▸ **DO THIS**: Copy the football column starting with "Here are this" and going on through "a Baldwin, dammit!", swapping in "plan" wherever "strategy" appears.

▸ **DOCUMENT PASSAGE**:
------------------------------

Welcome to the Take the Points week 12 college football column. Does anyone read the intro to these things? Internet users are like Dana Holgorsen after eight Red Bulls, they can't even sit still, let alone focus on reading an entire paragraph. The Buzzfeeds and HuffPos of the world have diluted our thinking into a stream of bulleted top ten lists, and now even getting through a 200-word introductory paragraph is a challenge akin to climbing Mount Everest. I could say anything, and it wouldn't matter, because no one is paying attention anyways. I was abducted by aliens when I was thirteen. I think Sugar Ray is the greatest American rock band of all-time. Twitter is a device built by the Illuminati to distract people from their takeover of the world financial system. "Revolution" is the best show on TV. Pol Pot had some good ideas. You see? It doesn't matter, because the adderall-chugging Millenials who inhabit the web will skip to the bolded headlines anyway. So let's get to the picks. But first, before anyone gets the wrong idea, I just want to clarify, I was joking about "Revolution."
Here are this week's picks...
Ohio State -32 over Illinois
Well, it's official, Ohio State's final scores are now higher than their players' mean SAT score. OSU is trying to prove they belong in the title conversation by demolishing inferior opponents. It's a solid strategy. A better strategy would be scheduling one top 20 team, but hey, you can't do it all. Normally this line would be too high, but the Buckeyes are on a mission, and Illinois can't hang. I almost feel bad for OSU. They're a good team, but they're basically forgotten because of all the other more appealing undefeated teams out there. They're the Daniel Baldwin of college football teams. Yeah, maybe they're no Alec, but they're still a Baldwin, dammit!
Indiana +24 over Wisconsin
Indiana is sneaky this year. I like them at +24. I also like the under in this game (currently at 70). Wisconsin is a slow, run-heavy team that tries to control the time of possession because they can't compete in a shootout. Did I mention they're the second-best team in the conference? Big Ten fever, catch it!
Purdue +21.5 over Penn State
I'm a lifelong Penn State fan, but this year's team shouldn't be favored by 21.5 points over anyone. Unless you're an alum of one of the schools, I would advise not watching this one. This game will be like an episode of "Lost." Nothing will happen and it will suck.

------------------------------

▸ **RECORDS SUPPLIED**:
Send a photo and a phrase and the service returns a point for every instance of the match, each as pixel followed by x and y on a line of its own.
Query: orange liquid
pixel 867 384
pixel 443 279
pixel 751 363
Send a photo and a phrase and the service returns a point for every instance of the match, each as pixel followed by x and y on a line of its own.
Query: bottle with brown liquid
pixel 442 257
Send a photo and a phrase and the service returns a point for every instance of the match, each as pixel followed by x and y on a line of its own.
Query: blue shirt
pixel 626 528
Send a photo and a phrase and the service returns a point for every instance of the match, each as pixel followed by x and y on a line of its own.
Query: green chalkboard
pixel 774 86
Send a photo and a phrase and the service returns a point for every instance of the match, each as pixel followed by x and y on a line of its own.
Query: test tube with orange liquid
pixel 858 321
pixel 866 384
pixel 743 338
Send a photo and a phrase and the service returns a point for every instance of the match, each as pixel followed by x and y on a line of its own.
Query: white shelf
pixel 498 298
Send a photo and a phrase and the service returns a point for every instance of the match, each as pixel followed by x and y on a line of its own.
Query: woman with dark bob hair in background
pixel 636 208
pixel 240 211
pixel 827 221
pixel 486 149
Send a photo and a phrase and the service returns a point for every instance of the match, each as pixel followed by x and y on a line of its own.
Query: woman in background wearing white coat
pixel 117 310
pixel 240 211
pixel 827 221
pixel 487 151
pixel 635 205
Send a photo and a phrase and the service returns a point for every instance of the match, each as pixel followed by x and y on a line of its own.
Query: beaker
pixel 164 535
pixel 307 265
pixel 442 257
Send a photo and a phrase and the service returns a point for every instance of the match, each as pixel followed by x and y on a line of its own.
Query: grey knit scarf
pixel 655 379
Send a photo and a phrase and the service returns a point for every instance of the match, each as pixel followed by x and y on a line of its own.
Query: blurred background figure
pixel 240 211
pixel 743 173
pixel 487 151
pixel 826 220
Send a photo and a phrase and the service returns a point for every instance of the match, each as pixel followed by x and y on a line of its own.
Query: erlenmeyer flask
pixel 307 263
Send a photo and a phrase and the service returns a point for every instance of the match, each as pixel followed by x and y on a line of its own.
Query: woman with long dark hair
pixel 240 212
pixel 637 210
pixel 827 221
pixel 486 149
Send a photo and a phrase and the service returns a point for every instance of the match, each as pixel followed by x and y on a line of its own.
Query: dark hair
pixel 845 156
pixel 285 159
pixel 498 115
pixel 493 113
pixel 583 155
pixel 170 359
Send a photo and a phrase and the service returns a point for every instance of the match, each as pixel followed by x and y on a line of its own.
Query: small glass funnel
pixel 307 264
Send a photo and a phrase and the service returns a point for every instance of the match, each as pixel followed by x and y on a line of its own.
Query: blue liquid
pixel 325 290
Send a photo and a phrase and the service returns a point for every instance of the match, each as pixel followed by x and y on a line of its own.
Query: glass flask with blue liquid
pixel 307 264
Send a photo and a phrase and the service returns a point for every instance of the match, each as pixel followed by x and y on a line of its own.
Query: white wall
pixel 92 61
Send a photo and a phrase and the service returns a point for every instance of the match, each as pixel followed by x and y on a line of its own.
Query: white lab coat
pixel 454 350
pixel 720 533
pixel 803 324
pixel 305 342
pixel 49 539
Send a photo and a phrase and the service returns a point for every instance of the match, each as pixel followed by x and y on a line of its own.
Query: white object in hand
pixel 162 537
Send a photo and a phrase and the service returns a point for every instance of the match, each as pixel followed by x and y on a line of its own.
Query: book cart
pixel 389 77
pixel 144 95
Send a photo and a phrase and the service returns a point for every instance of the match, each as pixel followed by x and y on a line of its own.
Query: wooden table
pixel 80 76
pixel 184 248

------------------------------

▸ **RESPONSE**:
Here are this week's picks...
Ohio State -32 over Illinois
Well, it's official, Ohio State's final scores are now higher than their players' mean SAT score. OSU is trying to prove they belong in the title conversation by demolishing inferior opponents. It's a solid plan. A better plan would be scheduling one top 20 team, but hey, you can't do it all. Normally this line would be too high, but the Buckeyes are on a mission, and Illinois can't hang. I almost feel bad for OSU. They're a good team, but they're basically forgotten because of all the other more appealing undefeated teams out there. They're the Daniel Baldwin of college football teams. Yeah, maybe they're no Alec, but they're still a Baldwin, dammit!